* Task set
1. From the article on the cost of pandemic loans, copy the passage starting at "However, an estimated" and ending at "loans so far.".
2. Translate this sentence from the article on the cost of pandemic loans into Spanish: "However, an estimated £31bn of those loans will have to be written off, according to the NAO."

* Passage to read
━━━
In its latest Covid-19 Cost Tracker, the National Audit Office (NAO) forecast that the total cost of the pandemic for Britain will balloon to £271bn, of which £116bn has been spent to date.

It said the government has issued more than £89bn of loans during the pandemic, through various financial support programmes including the Bounce Back Loan Scheme (BBLS) and Coronavirus Business Interruption Loan Scheme (CBLS).

However, an estimated £31bn of those loans will have to be written off, according to the NAO.

BBLS, which provides loans to businesses of up to £50,000 interest-free for the first 12 months, is by far the biggest loan scheme established during the pandemic. It has approved £44.7bn in loans so far.

The government has estimated it will have to write off more than £5bn worth of loans for BBLS, CBLS and the Coronavirus Large Business Interruption Loan Scheme over their lifetime.

It is thought a large portion of loans have been issued fraudulently after the government came under intense pressure to roll out loan schemes as quickly as possible in the outbreak of the pandemic.

City PM reported last week that high street banks are scrambling to claw back emergency coronavirus loans linked to suspected fraud, with banks including HSBC, Barclays, Natwest and Lloyds among those that have started to freeze accounts.

The National Crime Agency announced it had arrested three men working for a London financial institution as part of an investigation into £6m of cash handed out fraudulently via the BBLS.
━━━
* Supplied entries
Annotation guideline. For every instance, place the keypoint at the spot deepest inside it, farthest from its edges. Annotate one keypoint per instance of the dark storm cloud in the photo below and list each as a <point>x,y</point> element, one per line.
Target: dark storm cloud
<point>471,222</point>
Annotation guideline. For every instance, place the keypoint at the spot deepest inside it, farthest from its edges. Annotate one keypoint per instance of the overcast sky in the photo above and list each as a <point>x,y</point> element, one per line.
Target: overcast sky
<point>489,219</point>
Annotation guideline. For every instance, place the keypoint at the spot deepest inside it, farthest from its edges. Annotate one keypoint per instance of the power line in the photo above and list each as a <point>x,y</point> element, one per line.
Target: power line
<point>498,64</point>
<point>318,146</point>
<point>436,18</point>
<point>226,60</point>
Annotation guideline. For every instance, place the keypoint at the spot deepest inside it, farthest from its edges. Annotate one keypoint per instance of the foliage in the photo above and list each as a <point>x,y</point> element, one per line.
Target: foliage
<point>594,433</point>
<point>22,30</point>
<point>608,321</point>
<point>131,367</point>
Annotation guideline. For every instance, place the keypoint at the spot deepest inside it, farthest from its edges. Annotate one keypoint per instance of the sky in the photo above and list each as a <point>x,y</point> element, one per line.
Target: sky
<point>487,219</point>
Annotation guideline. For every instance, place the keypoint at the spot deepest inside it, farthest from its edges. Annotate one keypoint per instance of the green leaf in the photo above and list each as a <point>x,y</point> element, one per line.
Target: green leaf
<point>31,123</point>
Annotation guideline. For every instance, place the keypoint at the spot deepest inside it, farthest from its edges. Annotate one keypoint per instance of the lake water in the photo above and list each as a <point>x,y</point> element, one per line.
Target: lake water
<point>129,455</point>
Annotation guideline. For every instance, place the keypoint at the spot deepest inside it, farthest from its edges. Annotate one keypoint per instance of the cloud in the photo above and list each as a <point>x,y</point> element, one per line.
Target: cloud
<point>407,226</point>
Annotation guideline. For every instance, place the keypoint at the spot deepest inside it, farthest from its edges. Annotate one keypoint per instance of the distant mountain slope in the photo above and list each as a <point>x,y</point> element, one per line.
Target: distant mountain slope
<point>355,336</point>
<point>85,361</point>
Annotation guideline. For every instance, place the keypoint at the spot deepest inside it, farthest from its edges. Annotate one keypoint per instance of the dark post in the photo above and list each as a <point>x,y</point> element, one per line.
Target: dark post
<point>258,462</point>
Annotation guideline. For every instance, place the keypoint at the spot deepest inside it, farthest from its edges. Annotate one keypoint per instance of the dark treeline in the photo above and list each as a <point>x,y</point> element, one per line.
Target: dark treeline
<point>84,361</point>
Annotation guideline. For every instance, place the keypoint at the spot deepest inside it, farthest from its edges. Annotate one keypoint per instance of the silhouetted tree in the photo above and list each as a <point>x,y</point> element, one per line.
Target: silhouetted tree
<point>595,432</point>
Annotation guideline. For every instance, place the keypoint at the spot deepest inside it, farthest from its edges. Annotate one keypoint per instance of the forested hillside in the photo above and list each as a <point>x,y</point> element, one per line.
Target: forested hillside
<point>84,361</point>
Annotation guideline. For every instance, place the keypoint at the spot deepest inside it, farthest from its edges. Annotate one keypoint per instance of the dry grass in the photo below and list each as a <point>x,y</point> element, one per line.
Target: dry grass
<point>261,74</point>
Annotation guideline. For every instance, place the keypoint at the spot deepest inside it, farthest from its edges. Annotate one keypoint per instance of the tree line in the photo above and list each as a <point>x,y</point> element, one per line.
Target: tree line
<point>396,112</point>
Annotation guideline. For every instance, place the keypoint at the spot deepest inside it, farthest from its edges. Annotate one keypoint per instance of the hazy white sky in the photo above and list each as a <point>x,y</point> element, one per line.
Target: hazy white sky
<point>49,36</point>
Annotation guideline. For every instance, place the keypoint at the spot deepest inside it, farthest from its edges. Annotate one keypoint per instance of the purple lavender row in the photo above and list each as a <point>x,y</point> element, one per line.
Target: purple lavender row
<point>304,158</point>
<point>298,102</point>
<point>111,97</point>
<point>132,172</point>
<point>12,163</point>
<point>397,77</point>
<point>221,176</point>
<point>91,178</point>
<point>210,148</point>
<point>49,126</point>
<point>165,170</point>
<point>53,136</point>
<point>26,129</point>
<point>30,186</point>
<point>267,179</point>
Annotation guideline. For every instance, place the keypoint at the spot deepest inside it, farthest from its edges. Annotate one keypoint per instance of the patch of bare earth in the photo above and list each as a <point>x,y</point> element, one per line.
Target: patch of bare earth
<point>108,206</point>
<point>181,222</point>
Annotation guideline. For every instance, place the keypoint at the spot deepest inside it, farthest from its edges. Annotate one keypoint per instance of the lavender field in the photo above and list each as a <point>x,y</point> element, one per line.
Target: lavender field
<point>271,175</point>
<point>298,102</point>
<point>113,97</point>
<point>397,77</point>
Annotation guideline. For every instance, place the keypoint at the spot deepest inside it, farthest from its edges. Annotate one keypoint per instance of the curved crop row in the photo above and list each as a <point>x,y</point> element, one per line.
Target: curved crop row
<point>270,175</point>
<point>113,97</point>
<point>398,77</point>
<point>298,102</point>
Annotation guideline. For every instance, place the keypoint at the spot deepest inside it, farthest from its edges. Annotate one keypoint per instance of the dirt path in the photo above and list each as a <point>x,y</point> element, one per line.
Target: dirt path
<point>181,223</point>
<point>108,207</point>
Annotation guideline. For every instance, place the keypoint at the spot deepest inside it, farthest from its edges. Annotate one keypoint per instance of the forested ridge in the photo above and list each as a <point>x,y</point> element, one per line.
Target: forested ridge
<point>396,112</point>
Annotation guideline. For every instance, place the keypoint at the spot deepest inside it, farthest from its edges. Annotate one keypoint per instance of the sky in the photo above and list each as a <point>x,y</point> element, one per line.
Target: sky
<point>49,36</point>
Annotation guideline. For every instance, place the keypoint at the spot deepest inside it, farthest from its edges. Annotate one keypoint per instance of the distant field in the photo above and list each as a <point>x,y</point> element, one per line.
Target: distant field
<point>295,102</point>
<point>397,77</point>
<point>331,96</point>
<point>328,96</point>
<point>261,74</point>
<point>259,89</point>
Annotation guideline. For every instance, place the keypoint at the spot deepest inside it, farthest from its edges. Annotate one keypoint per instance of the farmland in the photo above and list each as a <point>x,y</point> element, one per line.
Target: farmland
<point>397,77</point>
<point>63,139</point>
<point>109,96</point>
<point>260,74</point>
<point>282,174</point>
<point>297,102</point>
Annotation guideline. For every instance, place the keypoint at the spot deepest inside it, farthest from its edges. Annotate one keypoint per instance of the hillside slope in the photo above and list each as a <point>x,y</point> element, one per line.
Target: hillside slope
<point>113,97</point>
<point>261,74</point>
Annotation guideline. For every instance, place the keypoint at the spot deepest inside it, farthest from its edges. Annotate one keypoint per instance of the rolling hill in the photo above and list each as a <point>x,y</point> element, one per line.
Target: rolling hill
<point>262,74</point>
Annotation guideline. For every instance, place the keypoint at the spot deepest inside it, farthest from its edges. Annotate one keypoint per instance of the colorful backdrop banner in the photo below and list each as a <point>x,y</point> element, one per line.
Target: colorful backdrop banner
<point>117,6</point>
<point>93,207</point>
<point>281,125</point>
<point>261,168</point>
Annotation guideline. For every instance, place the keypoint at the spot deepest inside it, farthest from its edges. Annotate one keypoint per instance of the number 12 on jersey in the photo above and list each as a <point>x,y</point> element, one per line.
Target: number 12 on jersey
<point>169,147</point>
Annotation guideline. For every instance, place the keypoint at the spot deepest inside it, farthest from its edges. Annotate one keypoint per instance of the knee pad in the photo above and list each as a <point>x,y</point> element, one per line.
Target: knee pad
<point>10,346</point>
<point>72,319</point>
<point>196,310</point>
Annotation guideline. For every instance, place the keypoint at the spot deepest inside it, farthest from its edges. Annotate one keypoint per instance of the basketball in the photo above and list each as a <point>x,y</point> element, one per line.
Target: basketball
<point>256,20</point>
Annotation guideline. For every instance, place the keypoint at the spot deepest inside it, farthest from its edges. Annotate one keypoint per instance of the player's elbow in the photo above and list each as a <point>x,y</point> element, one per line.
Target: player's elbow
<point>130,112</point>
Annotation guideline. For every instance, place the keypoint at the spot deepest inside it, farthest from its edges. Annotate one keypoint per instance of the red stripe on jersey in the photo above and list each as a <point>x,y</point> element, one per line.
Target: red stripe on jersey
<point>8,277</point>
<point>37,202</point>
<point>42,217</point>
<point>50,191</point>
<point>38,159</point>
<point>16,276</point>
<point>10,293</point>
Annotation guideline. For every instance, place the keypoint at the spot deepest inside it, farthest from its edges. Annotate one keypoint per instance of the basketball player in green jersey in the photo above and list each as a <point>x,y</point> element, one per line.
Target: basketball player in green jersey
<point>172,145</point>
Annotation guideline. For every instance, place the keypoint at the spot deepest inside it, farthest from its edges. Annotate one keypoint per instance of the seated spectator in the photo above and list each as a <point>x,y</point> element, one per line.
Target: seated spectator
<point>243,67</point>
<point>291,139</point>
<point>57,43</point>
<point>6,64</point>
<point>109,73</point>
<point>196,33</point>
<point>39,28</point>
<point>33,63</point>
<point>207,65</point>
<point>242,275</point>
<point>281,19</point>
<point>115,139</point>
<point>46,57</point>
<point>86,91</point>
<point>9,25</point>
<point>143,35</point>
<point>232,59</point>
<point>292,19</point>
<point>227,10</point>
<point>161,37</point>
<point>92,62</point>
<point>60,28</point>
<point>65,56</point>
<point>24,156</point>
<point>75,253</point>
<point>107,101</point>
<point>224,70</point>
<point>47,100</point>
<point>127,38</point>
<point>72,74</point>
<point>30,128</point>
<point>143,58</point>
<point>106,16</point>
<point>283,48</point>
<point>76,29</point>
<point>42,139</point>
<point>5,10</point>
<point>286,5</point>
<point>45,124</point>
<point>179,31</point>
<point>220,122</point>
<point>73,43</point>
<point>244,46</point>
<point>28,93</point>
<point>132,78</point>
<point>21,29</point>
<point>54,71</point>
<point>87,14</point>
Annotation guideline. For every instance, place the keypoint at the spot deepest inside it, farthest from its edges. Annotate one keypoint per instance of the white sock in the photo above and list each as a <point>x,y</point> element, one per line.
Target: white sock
━━━
* Answer list
1.
However, an estimated £31bn of those loans will have to be written off, according to the NAO.

BBLS, which provides loans to businesses of up to £50,000 interest-free for the first 12 months, is by far the biggest loan scheme established during the pandemic. It has approved £44.7bn in loans so far.

2. Sin embargo, se estima que 31.000 millones de libras de esos préstamos tendrán que darse por perdidos, según la NAO.